[ÉNONCÉ RÉDIGÉ 1]:
D'après le texte source, quelle proportion des Français consulte son téléphone avant de dormir ?

[TEXTE SOURCE]:

La désintoxication peut ainsi prendre la forme d’un entraînement militaire, mais elle peut aussi être envisagée plus doucement, simplement pour retrouver le vrai plaisir de passer des moments en famille ou entre amis. C’est pourquoi de plus en plus de lieux de tourisme (hôtels, centres de thalasso ou chambres d’hôtes par exemple) misent sur le « déconnecté », notamment en France. Le principe est simple : on se recharge les batteries loin de toutes technologies, en se concentrant sur des activités qu’on avaient délaissées. Près de 80 % des français consultent leur téléphone avant de dormir, presque autant au réveil… Pas étonnant que le sevrage numérique rencontre du succès aujourd’hui. Cette abstinence 2.0 n’est cependant pas la solution à tous les problèmes auxquels nous pouvons être confrontés en tant qu’utilisateurs, réguliers ou non.

[DONNÉES BRUTES]:
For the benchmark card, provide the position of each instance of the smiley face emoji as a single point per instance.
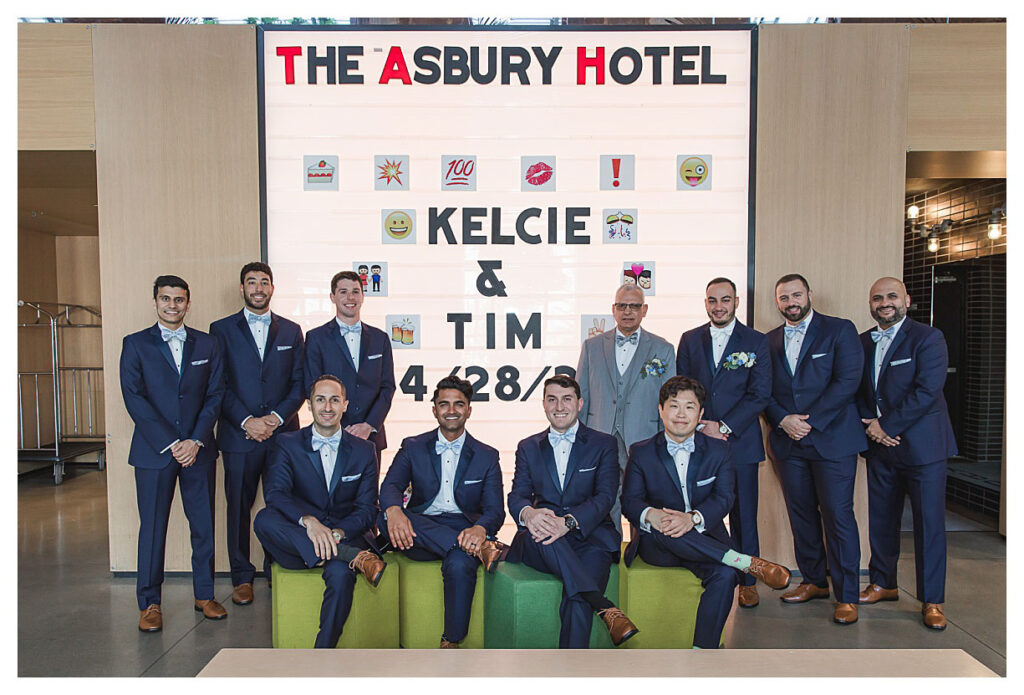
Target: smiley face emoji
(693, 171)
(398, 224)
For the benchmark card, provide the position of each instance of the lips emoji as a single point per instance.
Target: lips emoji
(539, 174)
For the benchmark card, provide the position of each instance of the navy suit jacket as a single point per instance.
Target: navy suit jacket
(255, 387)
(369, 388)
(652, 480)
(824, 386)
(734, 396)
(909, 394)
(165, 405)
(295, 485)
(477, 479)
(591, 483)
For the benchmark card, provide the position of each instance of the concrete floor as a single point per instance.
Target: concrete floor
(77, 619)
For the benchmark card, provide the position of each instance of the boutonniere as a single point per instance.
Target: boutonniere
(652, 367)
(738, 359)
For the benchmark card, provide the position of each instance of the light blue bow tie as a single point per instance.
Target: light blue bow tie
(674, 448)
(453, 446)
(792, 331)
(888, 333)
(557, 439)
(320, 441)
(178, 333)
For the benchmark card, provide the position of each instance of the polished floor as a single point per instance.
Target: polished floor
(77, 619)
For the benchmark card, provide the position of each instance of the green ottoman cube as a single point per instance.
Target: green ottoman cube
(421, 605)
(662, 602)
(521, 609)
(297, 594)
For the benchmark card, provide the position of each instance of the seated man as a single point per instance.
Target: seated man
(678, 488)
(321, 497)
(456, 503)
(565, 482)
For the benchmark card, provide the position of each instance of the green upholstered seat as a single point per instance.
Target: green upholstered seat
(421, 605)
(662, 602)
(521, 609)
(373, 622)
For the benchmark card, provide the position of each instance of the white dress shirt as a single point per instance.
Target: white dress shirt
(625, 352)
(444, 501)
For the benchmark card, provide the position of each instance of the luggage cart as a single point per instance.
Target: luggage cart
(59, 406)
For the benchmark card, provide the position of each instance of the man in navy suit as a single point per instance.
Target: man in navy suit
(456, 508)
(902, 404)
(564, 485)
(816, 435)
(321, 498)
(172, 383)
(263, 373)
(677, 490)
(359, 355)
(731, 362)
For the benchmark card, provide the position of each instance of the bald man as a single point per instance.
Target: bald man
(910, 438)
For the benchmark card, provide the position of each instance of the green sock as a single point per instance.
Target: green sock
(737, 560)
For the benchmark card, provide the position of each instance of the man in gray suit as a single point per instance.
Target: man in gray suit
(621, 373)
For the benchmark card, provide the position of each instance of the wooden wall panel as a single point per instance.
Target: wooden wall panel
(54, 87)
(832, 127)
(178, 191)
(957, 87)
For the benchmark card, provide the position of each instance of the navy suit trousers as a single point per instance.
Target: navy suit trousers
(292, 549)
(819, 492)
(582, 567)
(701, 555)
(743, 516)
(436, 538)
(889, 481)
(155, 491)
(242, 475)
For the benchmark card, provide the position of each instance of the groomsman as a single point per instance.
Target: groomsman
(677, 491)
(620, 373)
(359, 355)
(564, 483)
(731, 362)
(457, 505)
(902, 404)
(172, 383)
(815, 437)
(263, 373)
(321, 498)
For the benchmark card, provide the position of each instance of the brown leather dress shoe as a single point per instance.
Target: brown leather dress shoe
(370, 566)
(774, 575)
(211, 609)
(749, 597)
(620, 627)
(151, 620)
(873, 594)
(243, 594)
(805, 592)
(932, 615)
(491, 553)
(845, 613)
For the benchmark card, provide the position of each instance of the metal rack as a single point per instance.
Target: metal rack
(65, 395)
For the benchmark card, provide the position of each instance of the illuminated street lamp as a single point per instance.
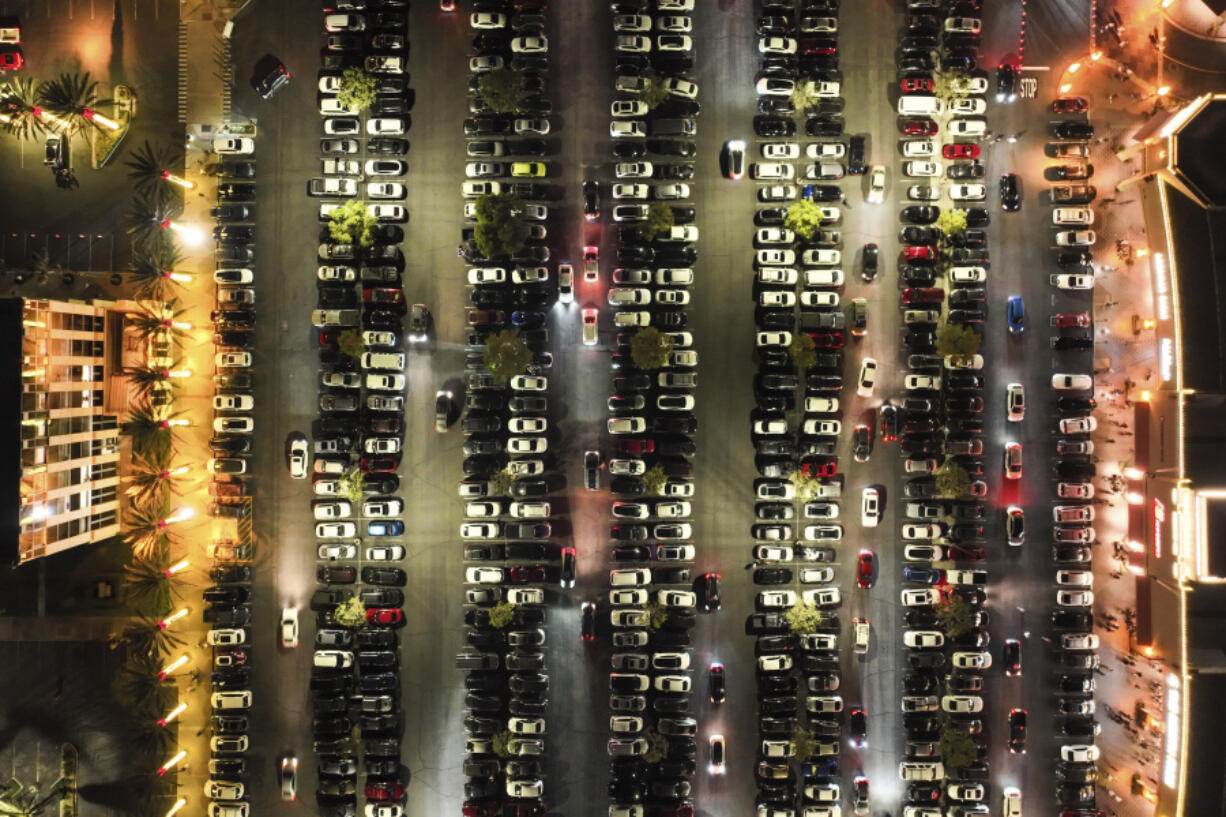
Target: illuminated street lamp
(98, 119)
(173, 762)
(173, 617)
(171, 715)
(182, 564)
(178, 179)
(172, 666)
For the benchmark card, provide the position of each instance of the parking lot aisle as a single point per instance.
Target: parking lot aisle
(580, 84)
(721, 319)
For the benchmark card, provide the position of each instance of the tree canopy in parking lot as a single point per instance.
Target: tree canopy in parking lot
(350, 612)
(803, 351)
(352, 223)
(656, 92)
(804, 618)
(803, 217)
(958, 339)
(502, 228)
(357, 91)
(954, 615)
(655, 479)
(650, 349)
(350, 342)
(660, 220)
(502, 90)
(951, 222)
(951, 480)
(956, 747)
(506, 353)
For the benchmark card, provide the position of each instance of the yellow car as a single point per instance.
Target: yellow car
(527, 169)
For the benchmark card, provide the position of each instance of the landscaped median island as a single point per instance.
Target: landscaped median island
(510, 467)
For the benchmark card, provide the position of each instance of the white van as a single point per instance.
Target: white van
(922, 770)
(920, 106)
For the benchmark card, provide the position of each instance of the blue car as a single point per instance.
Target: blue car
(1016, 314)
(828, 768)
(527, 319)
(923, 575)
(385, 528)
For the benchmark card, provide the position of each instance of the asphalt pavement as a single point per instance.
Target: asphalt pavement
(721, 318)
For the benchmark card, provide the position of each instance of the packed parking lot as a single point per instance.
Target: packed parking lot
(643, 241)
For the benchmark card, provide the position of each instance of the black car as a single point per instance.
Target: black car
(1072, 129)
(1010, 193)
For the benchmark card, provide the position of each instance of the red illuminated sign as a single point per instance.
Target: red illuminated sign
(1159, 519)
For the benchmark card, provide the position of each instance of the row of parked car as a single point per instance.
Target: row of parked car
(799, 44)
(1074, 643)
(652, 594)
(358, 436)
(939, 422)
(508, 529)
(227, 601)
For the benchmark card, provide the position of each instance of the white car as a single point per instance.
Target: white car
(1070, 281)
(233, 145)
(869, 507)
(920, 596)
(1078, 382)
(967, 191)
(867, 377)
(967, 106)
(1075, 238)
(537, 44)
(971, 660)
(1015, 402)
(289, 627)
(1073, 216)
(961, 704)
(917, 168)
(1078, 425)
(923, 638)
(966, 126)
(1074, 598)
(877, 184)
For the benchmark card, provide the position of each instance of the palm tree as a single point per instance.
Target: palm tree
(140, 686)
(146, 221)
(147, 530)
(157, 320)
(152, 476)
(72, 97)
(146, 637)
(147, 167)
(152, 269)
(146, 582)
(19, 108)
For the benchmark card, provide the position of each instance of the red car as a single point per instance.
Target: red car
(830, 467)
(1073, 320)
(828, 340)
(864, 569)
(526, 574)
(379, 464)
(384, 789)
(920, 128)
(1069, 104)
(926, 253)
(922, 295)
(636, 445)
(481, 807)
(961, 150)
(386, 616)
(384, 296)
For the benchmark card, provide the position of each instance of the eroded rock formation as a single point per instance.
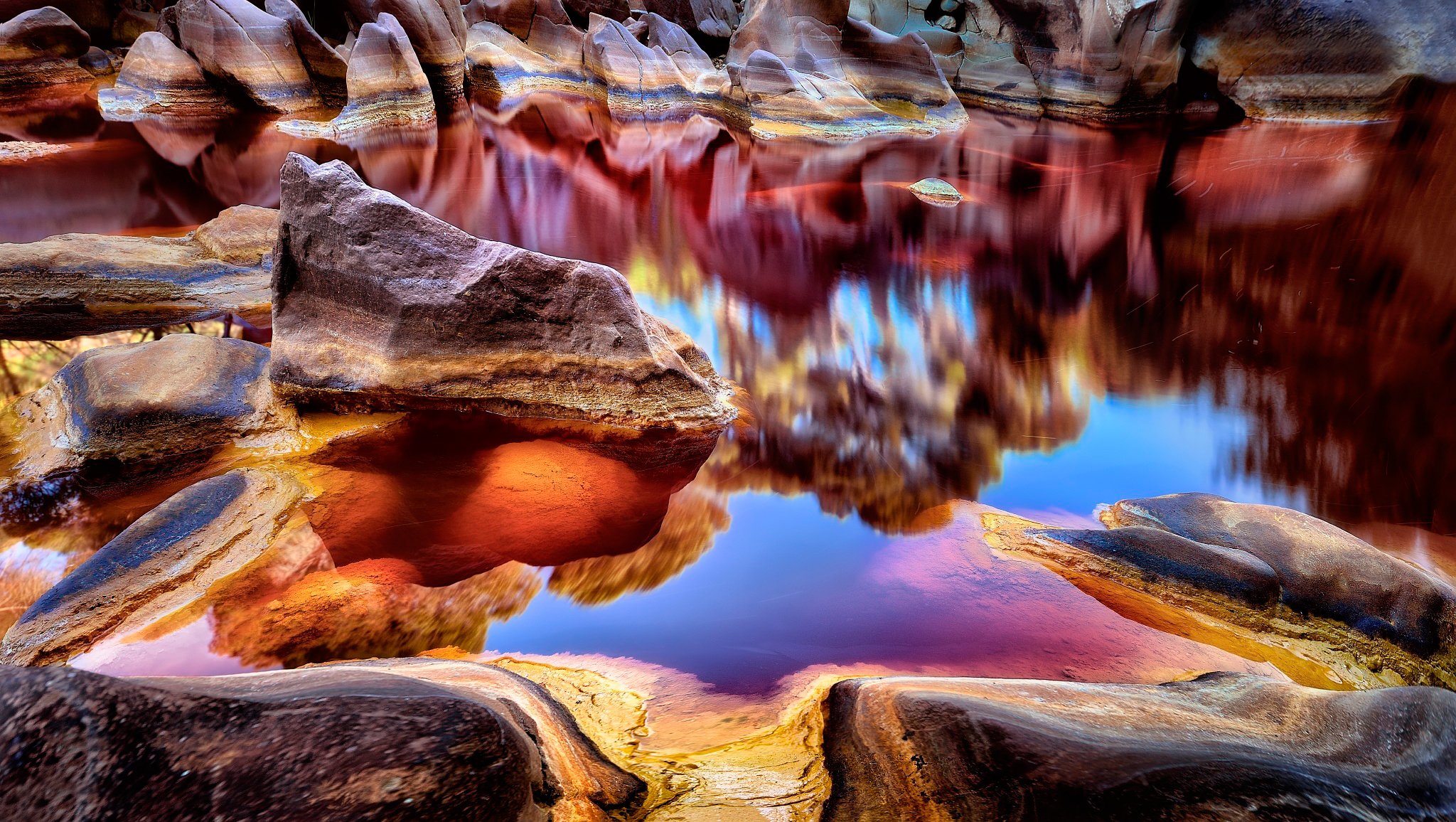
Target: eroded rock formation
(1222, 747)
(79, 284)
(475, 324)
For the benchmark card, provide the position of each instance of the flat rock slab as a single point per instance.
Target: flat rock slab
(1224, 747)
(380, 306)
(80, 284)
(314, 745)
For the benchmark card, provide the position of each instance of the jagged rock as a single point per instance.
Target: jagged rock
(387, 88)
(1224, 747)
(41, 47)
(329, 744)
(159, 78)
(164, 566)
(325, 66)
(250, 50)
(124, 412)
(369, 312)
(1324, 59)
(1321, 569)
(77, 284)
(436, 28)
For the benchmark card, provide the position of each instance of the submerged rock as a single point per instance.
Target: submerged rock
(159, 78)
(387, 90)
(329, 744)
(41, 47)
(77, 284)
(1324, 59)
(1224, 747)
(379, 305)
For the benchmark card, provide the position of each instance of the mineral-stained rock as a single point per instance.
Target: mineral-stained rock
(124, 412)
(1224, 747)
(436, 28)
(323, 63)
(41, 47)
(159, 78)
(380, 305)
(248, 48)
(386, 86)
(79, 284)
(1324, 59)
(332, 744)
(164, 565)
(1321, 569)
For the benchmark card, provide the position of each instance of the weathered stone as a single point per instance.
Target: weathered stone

[ÉNONCÉ RÉDIGÉ 2]:
Filtrez la liste en recopiant chaque ligne qui contient le mot « wooden ». La casse compte.

[CORRIGÉ 1]:
Près de 80 %.

[CORRIGÉ 2]:
For the benchmark card, provide the position of each instance of the wooden wall panel as a single point per instance.
Target: wooden wall panel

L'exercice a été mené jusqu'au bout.